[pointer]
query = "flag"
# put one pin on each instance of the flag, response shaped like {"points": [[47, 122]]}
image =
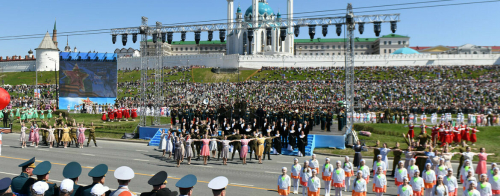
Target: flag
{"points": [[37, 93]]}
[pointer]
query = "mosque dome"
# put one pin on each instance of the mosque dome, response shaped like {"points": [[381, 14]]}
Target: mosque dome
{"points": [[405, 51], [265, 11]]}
--
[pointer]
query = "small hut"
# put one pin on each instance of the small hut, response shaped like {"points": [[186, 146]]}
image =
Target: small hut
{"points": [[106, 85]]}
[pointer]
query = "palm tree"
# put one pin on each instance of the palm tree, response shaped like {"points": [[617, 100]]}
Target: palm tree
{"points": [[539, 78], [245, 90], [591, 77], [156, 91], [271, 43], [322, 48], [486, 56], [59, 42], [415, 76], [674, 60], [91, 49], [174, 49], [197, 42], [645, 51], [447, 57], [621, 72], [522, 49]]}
...
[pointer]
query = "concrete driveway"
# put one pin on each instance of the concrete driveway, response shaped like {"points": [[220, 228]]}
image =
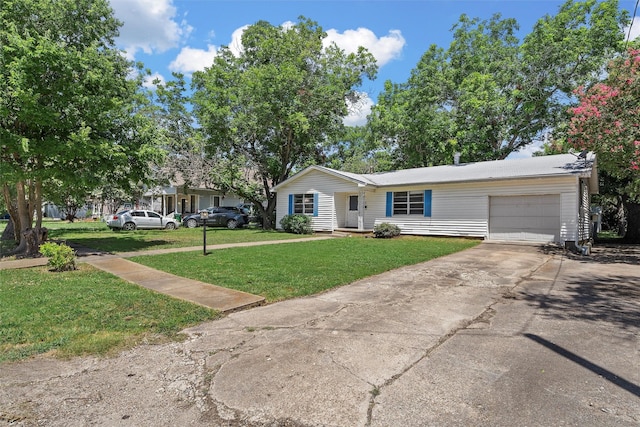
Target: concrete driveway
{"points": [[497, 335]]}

→ EXERCISE
Count the lines in the records above that contain the string "instance", treating uppercase and lowercase as different. Reply with the number alone.

→ WRITTEN RESPONSE
5